WHAT IS NEEDED: Resume the news article about the Paterson classroom attack video, writing on from its final sentence.

TEXT EXCERPT:
################

More News:

October 29, 2015

N.J. student's classroom attack in Paterson goes viral, months later

Blogger posts January video to spur debate on media consistency after South Carolina classroom attack

Videos
102915_Patersonattack Viral Newsman/YouTube

16-year-old student grabbed and threw teacher to the ground in January incident at John F. Kennedy High School in Paterson, New Jersey,

Days after video surfaced of a South Carolina police officer forcefully throwing a student to the ground from her desk, a conservative blogger has brought renewed attention to a little-known video of a New Jersey student attacking a teacher in a Paterson classroom earlier this year.

The video below was re-posted on Facebook Thursday by blogger Matt Walsh, who works with conservative media outlet the Liberty Alliance.



Walsh called attention to the fact that the video, originally reported by NJ Advance Media in January, did not receive the same degree of coverage as the South Carolina incident, which led to the firing of Richland County Sheriff's Deputy Ben Fields, who was also a school resource officer at Spring Valley High School.

Strangely, this video of a black student body slamming a 62 year old white teacher to the ground for taking his cell phone never went viral. There was no hand wringing over it. No attention paid to it. No outrage. No discussion of "white on black" violence. No conversation about the very real epidemic of students physically assaulting their teachers. Nobody calling this teenager a "monster" and a "bully" for committing felony assault against an innocent man. No hashtags. No mentions by the Black Lives Matter crew. No coverage on MSNBC or CNN or anywhere else. Just crickets.

################

THE DATA:
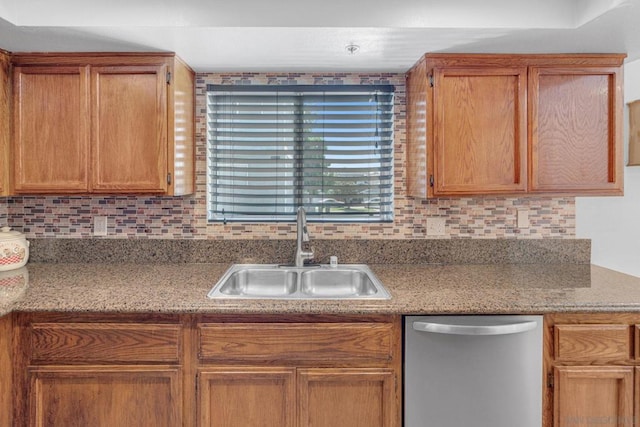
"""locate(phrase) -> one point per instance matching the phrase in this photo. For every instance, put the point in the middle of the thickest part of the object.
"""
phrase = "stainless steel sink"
(271, 281)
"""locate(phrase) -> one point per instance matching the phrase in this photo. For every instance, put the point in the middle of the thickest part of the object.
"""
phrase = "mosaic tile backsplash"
(185, 217)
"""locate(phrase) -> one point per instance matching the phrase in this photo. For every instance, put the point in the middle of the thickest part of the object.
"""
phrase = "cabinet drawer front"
(104, 343)
(324, 342)
(592, 342)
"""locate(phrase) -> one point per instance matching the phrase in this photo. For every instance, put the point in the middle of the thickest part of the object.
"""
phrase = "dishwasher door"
(481, 371)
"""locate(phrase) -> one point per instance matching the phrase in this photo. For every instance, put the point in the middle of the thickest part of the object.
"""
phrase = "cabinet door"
(575, 130)
(5, 115)
(588, 395)
(479, 130)
(347, 398)
(51, 129)
(242, 397)
(129, 129)
(105, 397)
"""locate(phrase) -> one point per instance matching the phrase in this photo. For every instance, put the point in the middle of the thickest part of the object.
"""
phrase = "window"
(273, 149)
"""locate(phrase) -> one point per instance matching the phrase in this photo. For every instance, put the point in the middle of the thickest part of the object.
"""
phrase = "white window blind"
(327, 148)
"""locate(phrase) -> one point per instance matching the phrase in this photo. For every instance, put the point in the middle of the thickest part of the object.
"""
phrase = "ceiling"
(309, 36)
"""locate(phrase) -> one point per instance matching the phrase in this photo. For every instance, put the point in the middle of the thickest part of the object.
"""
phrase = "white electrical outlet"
(435, 226)
(523, 219)
(99, 225)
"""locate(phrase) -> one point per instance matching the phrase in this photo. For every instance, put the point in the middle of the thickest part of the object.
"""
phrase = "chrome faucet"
(302, 236)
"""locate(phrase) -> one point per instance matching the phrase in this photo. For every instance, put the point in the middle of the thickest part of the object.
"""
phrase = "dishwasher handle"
(470, 329)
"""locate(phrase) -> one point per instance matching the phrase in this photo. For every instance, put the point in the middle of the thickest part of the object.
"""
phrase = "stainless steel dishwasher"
(481, 371)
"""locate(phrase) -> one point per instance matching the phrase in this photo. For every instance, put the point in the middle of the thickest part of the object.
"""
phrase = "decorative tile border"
(352, 251)
(185, 217)
(4, 211)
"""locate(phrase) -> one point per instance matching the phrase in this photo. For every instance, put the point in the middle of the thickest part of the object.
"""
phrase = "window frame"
(386, 216)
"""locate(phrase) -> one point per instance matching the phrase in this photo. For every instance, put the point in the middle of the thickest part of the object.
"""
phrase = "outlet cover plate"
(436, 226)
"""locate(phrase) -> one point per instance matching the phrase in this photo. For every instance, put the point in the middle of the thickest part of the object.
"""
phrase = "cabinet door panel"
(51, 126)
(585, 396)
(479, 131)
(105, 397)
(129, 127)
(575, 124)
(347, 398)
(242, 397)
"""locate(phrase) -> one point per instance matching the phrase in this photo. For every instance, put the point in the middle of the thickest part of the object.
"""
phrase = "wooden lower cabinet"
(592, 364)
(105, 396)
(587, 395)
(214, 371)
(346, 398)
(299, 372)
(240, 397)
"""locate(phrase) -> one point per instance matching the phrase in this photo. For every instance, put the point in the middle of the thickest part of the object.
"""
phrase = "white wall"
(613, 223)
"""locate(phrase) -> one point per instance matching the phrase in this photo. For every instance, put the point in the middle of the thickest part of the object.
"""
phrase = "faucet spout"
(302, 236)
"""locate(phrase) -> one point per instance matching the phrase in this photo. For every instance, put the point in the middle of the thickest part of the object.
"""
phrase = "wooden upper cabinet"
(514, 124)
(129, 116)
(576, 130)
(103, 123)
(51, 129)
(479, 130)
(5, 122)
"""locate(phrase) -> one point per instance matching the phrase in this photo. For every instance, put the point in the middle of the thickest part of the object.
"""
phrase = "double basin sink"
(272, 281)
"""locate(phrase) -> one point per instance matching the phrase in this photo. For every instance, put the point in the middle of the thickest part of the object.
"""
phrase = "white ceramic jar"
(14, 249)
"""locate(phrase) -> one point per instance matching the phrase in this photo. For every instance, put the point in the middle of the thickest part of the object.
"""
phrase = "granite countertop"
(415, 289)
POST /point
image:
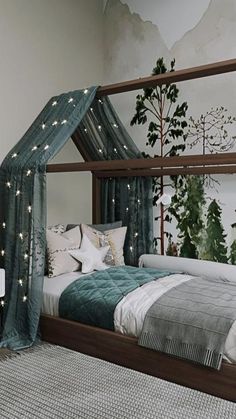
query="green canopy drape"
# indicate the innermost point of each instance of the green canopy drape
(128, 199)
(23, 212)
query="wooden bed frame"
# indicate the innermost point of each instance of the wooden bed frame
(123, 350)
(112, 346)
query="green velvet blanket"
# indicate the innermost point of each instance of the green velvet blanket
(92, 299)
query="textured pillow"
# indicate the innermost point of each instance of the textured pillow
(90, 257)
(114, 238)
(100, 227)
(58, 246)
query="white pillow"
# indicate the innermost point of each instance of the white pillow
(58, 246)
(114, 238)
(90, 257)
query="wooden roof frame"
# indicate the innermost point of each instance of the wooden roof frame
(222, 163)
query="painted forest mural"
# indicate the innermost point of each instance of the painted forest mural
(192, 225)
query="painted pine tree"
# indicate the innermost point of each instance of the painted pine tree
(190, 216)
(166, 130)
(215, 246)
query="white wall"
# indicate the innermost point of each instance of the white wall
(48, 47)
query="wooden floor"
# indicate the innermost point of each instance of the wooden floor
(123, 350)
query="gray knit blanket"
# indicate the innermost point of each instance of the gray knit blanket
(192, 320)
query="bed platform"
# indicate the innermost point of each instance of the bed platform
(123, 350)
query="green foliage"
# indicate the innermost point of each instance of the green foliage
(190, 214)
(167, 127)
(233, 253)
(215, 247)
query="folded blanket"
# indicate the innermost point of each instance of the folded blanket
(192, 320)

################

ANSWER FOR THE TASK:
According to NJ.com, police said the incident at Paterson's John F. Kennedy High School stemmed from the teacher in the video confiscating the cell phone of the student who attacked him. The same issue initially led to the conflict in South Carolina, a classmate of the 16-year-old victim told CNN.

Walsh's followers on Facebook, who total around 360,000, shared the post in droves and fueled a new angle on the already heated debate about the South Carolina incident. One Facebook user, Samuel Lilly, criticized what he agreed was a media "bias" in failing to propagate the Paterson video.

Such an innocent kid who obviously was severely wronged by the teacher. Teacher must have deserved it..... Great to see this did not make it on the news but an edited video of a police officer restraining a student in South Carolina did. Nice little tidbit of bias in our "news."

On Twitter, others cautioned against leaping to conclusions about how or even if the two incidents are siginifcantly related beyond the issue of cell phones and school discipline.



The Facebook post, shared more than 9,000 times, has amassed nearly 2,000 comments as of Thursday night, reflecting multiple views on what has quickly become a divisive incident linked to issues in policing, race relations, education, and technology.